INSTRUCTION A:
Do these statements agree with the self-esteem column below? (i) The writer says negative beliefs are learned, not inborn. (ii) The quotation attributed to Margaret Paul says self-esteem comes from one's achievements. (iii) The writer has had vocal nodules once. For each, answer yes or no and quote the deciding words.

PASSAGE FOR REVIEW below:

Finding Your Voice: Time To Take A Self-Esteem Bath

by Caitlin Smith

Finding Your Voice: Time To Take A Self-Esteem Bath

Much space was left behind in the wake of my last column about the myth of needing the self-confidence to sing. Listing pitfalls of over and under-confidence didn’t provide strategies of how to grow healthy self-esteem, worth and value. Even if your private communion with music seems enough, self-belief is hell-important for your career, happiness and artistic development. Hopefully, by the end of this column, we’ll be closer to an accepting, productive, committed and robust sense of self. Let’s call it self-esteem, rather than the ‘c’ word, meaning ‘positive self-regard, a realistic acknowledgement of our talents and value as a person’…

Even the most talented, skilled and successful people suffer great self-doubt. We beat ourselves up because of negative core beliefs and assumptions. “Self-esteem actually has nothing to do with your achievements or with other people. Self-esteem results from… how you see yourself (and) how you treat yourself.” – Margaret Paul

It may be easier to think we ‘can’t’ do something, rather than take steps to improve. (By way of example I consider myself disorganised, but don’t use the many diaries I buy!) Vow to transform and evolve yourself at whatever pace that requires – one step/action/thought at a time. Allow yourself to really suck and repeatedly get it wrong! Roll around in it. Have fun up-skilling and learn like a mo’-fo’ from your mistakes. (I’ve had nodules twice, a vocal cord cyst surgically removed and psychosomatic voice loss more times than I can remember!)

Clean-up and clear-out unhelpful and destabilising beliefs about yourself and your abilities. Squarely look at what you don’t like, avoid, won’t face, deny, resist, undervalue and run away from in yourself and your world. Now, go to battle as a dragon-slayer! Acknowledge and tame the ‘dark side’ – destroy disempowering perspectives.

We weren’t born with negative beliefs, we learned them and can choose to keep, or discard them. Find out where your limiting beliefs come from, then reconfigure, reframe, take charge and replace them. Turn shit into fertilizer and grow self-esteem from seed! Negative beliefs are almost always untrue and never helpful.

Feeling insecure is human and shouldn’t be judged or criticised. If listening to other people deflates rather than inspires, remember Theodore Roosevelt’s astute observation – “Comparison is the thief of joy.”

Ask if you’ve made yourself a victim in your own narrative? Do you focus too much on outcome and context rather than the song you’re singing/writing? Be warned that your ego will fight back with (supposedly) rational justifications for your under-function, self-loathing and victimhood. Expect this. Get curious – allow everything to come up without judgment. Write down every reason why you feel you’re not successful and the ways in which you’re dysfunctional. Leave no stone unturned, and prepare to discover ugly-as creepy crawlies under dem rocks. You’ll probably mock this process as pointless naval-gazing… Meh. Whose voice is that you’ve internalised?

I discovered one of my stymieing beliefs in response to being corrected in my pronunciation of ‘Herculean’ by my English professor father. My inner-voice said, “I’ll never speak again!” We can believe ourselves to be talentless, idiotic and worthless. Such unchecked negative self-talk becomes automatic and disabling.

Maybe you’re like this with your voice? Maybe you perceive any correction as proof that you’re fundamentally flawed so it’s pointless trying?

End of PASSAGE FOR REVIEW.
PROVIDED MATERIAL below:

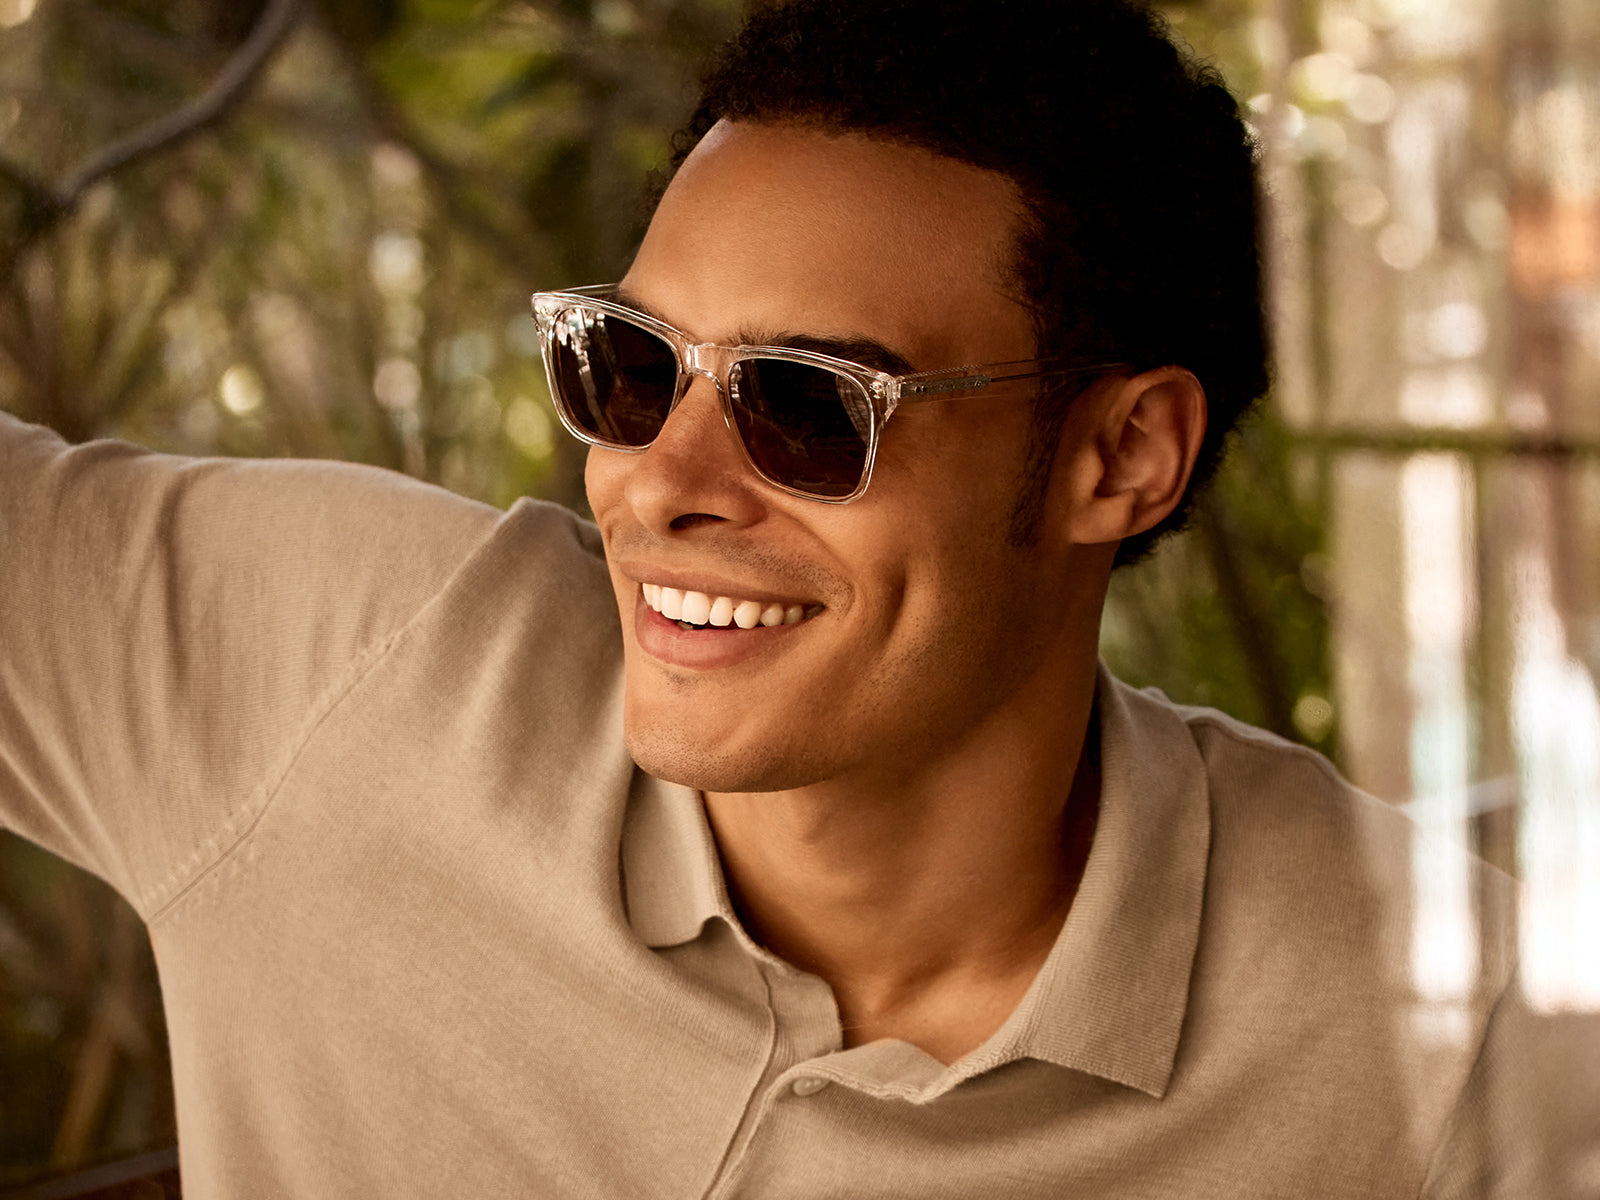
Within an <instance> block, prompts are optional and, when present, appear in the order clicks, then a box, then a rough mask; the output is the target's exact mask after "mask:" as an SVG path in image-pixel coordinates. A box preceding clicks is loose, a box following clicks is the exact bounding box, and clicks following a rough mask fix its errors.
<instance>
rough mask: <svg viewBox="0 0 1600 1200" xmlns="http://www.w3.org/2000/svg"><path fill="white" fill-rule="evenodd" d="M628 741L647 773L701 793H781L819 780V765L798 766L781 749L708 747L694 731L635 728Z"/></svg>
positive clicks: (758, 747)
mask: <svg viewBox="0 0 1600 1200" xmlns="http://www.w3.org/2000/svg"><path fill="white" fill-rule="evenodd" d="M626 741H627V750H629V754H630V755H632V757H634V762H635V763H638V766H640V768H642V770H643V771H646V773H650V774H653V776H656V778H658V779H666V781H667V782H672V784H682V786H685V787H694V789H698V790H701V792H782V790H787V789H790V787H803V786H805V784H808V782H816V779H818V774H816V770H814V763H803V762H794V760H792V758H790V757H789V755H787V754H784V750H782V749H779V747H776V746H757V747H750V746H739V747H734V746H726V744H709V742H706V741H704V739H702V738H696V736H694V731H693V730H683V728H680V726H678V728H659V726H634V725H629V728H627V730H626Z"/></svg>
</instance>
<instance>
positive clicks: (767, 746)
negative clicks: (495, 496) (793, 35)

End of PROVIDED MATERIAL.

INSTRUCTION B:
Can you give the lines of the records from the line holding "</instance>" through the end of the records, inclusive, with "clicks" renamed to "points" and everything else unchanged? Give only those lines.

EXPECTED OUTPUT A:
(i) Yes: "We weren’t born with negative beliefs, we learned them"
(ii) No: "Self-esteem actually has nothing to do with your achievements or with other people."
(iii) No: "I’ve had nodules twice"

EXPECTED OUTPUT B:
</instance>
<instance>
positive points: (767, 746)
negative points: (495, 496) (793, 35)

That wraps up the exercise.